**Aim of the task:** Repeat verbatim the lines of the data below, beginning with the line containing "48 152 L 19" and continuing to the end.

(Saved entries)
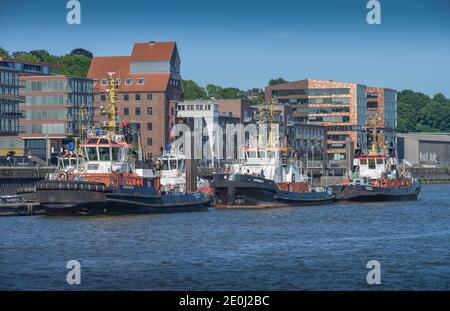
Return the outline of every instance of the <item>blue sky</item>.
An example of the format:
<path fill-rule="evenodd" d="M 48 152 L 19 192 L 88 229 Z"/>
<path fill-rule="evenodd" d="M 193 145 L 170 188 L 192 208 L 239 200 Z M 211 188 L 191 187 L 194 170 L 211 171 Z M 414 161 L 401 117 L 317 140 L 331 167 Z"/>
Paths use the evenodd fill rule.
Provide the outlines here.
<path fill-rule="evenodd" d="M 182 76 L 239 88 L 270 78 L 333 79 L 450 97 L 450 0 L 2 0 L 0 46 L 64 54 L 128 55 L 134 42 L 176 41 Z"/>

**Task output:**
<path fill-rule="evenodd" d="M 48 152 L 19 192 L 88 229 Z"/>
<path fill-rule="evenodd" d="M 193 145 L 170 188 L 192 208 L 239 200 Z M 211 188 L 191 187 L 194 170 L 211 171 Z M 414 161 L 401 117 L 317 140 L 331 167 Z"/>
Paths use the evenodd fill rule.
Provide the outlines here.
<path fill-rule="evenodd" d="M 182 76 L 239 88 L 270 78 L 333 79 L 450 97 L 450 0 L 2 0 L 0 46 L 64 54 L 128 55 L 134 42 L 176 41 Z"/>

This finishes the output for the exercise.